Ils expliquent la désaffection des femmes pour les métiers de la finance et les comportements irrationnels des hommes, en se référant à la testostérone, l’hormone sexuelle masculine.

Sur quelles études s’appuient-ils pour évoquer cette désaffection ? Les chiffres donnés ne prouvent rien, encore une fois et certainement pas que les femmes ne sont pas intéressées par la finance. On confond ici constat (le nombre de femmes dans la finance) et motivations. Effet atchoum ? (ou post hoc ergo propter hoc).

Les prémisses posent déjà problème : y a-t-il assurément désaffection (« perte de l’affection » des femmes ? Ou plutôt un non-encouragement vers des métiers genrés masculins ? A moins que ce ne soit le milieu, probablement machisant, qui repousse les femmes essayant de s’y intégrer ?

De même, les comportements des traders sont-ils « irrationnels » ? Rien n’est moins sûr.

Nous voyons là un cas typique d’essentialisme : expliquer par un paramètre « naturel » ce qui peut avoir une origine purement sociale. Le rasoir d’Occam nous est utile ici : on ne doit pas multiplier les entités plus que de raison → l’explication la moins coûteuse, l’hypothèse sociale, est à privilégier.

_Travail à réaliser_
A – Pour chaque affirmation, dites si elle concorde avec le texte sur les femmes et la finance, en répondant par oui ou non et en citant les mots décisifs du texte : (i) les chiffres donnés prouvent que les femmes ne s’intéressent pas à la finance ; (ii) l’auteur voit dans cette explication un cas typique d’essentialisme ; (iii) l’hypothèse sociale est présentée comme celle à privilégier.
B – Poursuivez le texte sur les femmes et la finance à partir de sa dernière phrase.

_Données extraites_

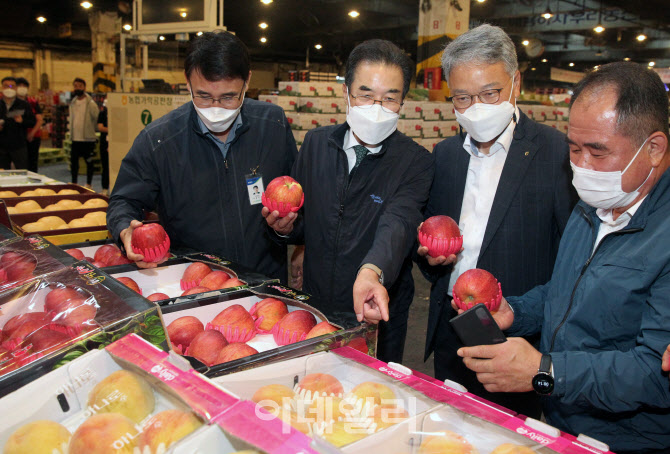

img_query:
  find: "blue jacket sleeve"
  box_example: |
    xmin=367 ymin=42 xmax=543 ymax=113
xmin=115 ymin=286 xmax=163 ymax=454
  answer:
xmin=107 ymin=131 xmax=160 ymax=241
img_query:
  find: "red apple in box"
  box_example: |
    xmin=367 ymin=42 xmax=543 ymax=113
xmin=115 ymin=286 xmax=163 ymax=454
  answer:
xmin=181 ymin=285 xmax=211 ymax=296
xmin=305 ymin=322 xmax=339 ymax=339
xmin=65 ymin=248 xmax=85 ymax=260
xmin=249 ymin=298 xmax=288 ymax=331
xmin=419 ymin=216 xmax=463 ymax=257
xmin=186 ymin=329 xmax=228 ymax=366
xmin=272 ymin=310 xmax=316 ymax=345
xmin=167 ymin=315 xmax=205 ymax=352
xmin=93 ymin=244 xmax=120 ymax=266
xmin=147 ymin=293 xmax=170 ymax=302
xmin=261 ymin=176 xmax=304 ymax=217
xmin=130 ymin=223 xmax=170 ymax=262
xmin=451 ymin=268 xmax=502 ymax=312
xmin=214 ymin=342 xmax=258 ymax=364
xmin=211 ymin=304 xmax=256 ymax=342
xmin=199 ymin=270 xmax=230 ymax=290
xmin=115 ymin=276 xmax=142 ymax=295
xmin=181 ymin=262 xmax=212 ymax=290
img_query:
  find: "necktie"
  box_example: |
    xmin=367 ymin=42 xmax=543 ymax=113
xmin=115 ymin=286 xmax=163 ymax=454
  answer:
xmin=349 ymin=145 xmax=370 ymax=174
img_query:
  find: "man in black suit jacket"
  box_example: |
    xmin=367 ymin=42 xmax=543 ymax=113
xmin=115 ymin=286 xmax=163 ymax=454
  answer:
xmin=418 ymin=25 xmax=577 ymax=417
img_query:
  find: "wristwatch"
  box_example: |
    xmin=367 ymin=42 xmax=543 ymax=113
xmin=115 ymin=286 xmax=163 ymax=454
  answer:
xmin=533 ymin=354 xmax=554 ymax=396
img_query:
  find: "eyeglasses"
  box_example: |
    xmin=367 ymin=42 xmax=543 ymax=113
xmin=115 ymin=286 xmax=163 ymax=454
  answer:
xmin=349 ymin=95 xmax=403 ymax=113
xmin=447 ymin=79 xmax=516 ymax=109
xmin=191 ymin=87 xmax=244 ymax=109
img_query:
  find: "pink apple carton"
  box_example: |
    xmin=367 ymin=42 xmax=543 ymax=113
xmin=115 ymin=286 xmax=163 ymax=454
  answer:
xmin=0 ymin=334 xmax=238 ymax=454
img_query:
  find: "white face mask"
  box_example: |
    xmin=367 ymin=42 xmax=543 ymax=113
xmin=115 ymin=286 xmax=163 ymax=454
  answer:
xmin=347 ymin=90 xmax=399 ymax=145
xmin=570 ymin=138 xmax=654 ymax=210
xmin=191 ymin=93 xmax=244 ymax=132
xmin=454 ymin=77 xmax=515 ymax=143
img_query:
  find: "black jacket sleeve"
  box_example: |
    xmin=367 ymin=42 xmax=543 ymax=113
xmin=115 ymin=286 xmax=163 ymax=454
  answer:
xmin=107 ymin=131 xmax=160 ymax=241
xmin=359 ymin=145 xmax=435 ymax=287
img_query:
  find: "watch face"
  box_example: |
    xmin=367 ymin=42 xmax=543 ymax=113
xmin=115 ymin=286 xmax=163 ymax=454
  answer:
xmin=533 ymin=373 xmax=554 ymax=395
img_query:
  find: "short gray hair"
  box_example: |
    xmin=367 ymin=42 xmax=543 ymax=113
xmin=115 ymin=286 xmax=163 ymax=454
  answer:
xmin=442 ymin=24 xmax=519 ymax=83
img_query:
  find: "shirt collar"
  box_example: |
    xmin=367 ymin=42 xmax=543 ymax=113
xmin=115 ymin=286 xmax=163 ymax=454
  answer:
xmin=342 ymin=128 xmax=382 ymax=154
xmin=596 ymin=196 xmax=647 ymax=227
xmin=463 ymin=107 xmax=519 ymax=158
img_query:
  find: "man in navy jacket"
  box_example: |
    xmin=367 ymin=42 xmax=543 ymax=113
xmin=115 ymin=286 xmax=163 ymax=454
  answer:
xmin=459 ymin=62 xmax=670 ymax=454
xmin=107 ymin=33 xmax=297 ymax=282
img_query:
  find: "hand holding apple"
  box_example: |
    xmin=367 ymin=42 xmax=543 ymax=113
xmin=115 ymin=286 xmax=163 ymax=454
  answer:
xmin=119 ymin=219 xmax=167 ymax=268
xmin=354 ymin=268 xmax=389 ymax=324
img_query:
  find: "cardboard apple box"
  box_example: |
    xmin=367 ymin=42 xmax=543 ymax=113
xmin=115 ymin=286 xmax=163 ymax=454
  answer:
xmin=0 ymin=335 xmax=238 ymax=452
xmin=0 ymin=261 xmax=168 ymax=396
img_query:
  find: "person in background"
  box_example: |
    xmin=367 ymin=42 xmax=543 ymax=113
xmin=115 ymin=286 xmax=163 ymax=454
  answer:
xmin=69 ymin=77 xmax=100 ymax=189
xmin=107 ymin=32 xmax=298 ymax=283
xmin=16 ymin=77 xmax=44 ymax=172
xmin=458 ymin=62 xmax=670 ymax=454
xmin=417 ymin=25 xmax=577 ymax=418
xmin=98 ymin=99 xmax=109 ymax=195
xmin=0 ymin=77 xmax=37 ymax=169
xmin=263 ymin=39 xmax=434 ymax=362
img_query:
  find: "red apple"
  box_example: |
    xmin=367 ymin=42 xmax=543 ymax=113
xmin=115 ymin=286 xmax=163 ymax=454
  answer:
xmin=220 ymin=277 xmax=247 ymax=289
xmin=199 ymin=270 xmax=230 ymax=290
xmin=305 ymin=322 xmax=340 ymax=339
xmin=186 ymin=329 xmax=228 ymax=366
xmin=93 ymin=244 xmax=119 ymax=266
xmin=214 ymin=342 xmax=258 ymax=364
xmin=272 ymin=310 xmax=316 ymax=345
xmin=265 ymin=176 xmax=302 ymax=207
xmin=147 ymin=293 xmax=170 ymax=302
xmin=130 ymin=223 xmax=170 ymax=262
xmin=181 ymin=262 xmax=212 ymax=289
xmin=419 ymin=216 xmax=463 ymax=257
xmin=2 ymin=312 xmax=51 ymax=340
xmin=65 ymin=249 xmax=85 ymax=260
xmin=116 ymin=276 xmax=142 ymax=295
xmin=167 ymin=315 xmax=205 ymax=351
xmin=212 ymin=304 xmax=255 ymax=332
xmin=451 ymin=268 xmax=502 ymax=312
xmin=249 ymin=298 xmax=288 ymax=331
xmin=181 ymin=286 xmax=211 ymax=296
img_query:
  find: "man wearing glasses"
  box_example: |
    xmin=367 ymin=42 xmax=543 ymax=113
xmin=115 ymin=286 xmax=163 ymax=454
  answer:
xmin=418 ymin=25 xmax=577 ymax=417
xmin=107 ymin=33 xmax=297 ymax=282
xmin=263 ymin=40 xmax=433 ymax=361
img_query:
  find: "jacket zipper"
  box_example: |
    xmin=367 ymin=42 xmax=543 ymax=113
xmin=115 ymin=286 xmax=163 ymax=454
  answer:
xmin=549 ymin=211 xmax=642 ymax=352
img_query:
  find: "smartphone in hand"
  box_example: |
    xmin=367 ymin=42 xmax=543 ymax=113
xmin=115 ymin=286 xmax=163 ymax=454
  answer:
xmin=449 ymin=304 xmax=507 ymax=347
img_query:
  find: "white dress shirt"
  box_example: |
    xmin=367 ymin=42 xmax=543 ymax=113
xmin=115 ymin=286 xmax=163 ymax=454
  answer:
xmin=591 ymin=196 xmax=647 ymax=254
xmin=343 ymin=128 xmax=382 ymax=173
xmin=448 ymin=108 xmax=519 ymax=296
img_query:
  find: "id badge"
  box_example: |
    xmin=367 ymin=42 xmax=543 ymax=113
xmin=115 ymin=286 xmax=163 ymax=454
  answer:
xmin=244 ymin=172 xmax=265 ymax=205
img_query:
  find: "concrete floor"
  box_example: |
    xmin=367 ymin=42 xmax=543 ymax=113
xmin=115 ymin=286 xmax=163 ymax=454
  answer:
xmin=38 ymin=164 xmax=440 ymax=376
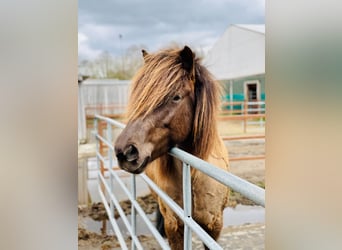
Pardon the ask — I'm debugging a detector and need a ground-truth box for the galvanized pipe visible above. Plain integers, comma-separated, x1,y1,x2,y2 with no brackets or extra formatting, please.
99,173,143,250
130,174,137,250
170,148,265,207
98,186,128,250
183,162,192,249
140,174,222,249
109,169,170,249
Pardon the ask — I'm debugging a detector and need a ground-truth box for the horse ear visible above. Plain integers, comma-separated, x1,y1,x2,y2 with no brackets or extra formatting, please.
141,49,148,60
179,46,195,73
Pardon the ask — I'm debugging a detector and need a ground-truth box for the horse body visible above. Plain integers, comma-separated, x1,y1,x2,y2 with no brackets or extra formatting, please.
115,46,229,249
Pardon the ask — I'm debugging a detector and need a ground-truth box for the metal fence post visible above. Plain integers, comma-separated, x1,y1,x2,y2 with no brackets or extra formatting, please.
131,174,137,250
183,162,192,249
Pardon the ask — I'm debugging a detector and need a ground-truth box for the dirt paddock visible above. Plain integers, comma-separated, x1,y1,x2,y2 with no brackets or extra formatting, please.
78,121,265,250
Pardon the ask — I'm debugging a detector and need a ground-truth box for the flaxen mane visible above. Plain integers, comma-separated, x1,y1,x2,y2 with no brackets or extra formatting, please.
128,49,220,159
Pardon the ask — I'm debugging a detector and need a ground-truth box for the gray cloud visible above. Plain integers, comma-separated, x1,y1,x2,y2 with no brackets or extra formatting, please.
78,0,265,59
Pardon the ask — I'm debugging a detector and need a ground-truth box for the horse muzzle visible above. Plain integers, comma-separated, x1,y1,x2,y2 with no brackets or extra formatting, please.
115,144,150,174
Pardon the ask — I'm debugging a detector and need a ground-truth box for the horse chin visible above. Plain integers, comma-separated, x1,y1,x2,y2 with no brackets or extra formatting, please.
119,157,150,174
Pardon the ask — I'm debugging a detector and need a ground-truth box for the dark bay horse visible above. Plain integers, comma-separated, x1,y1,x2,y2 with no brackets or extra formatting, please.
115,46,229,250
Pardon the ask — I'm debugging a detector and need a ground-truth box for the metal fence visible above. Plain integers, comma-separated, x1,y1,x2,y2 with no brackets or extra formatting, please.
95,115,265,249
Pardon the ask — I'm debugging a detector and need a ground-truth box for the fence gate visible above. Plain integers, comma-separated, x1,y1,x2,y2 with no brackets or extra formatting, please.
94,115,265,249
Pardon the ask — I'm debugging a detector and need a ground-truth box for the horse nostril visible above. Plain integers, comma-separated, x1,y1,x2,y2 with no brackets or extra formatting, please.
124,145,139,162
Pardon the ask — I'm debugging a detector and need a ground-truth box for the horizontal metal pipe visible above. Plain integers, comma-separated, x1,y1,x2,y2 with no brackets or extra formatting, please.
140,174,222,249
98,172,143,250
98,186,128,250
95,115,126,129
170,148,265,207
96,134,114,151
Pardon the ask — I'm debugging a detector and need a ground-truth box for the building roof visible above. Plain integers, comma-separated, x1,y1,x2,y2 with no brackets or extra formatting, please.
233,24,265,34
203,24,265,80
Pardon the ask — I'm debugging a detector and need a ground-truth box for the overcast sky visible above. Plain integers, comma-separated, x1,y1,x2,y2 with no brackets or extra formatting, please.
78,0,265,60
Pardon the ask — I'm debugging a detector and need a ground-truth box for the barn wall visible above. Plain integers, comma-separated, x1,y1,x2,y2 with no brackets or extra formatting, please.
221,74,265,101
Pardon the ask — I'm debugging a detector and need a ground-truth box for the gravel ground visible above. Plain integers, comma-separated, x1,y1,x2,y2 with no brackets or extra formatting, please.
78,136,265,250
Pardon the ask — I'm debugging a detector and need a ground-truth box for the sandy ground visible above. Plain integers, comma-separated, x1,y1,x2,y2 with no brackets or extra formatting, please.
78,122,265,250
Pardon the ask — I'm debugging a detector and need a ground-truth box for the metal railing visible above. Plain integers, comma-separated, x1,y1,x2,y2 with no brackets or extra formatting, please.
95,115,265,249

_Réponses attendues_
A –
(i) Non : « Les chiffres donnés ne prouvent rien, encore une fois et certainement pas que les femmes ne sont pas intéressées par la finance. »
(ii) Oui : « Nous voyons là un cas typique d’essentialisme »
(iii) Oui : « l’explication la moins coûteuse, l’hypothèse sociale, est à privilégier. »

B –
Effectivement, le comportement des intervenants du marché n’est pas « irrationnel », bien au contraire,. Conseil à l’auteur : lire quelques travaux issus de la finance comportementale. Les mouvements financiers sont des phénomènes de foule, auxquels s’appliquent la psychologie des foules de G. Le Bon, par exemple, ou la théorie générale de Keynes. Ces phénomènes n’ont strictement rien à voir avec les hormones.

Note : pour des choses plus récentes, on pourra lire André Orléan, la plupart de ses écrits abordent le sujet, mais il a publié un livre vraiment pédagogique en la matière : « Le pouvoir de la finance« . De nombreux économistes considèrent que le fonctionnement est rationnel (c’est juste qu’il est inefficace) : parmi les plus connus, Keynes, Galbraith, Kindleberger...

 

Ces chercheurs ont d’abord procédé à des prélèvements de salive sur des traders de salle de marché, afin d’évaluer leurs taux de testostérone. Le constat fut édifiant : les taux se sont révélés anormalement élevés les jours où les prises de position étaient les plus risquées et les gains les plus importants. Très difficile, d’ailleurs, d’évaluer la cause et la conséquence : la testostérone augmente-t-elle avec la prise de risque, ou en est-elle la cause ? Il y a fort à parier

Selon l’auteur.

que les deux s’auto-alimentent, de sorte que les phénomènes de bulles financières sont d’une certaine façon la conséquence d’une spirale mêlant poussée de testostérone et prise de risque.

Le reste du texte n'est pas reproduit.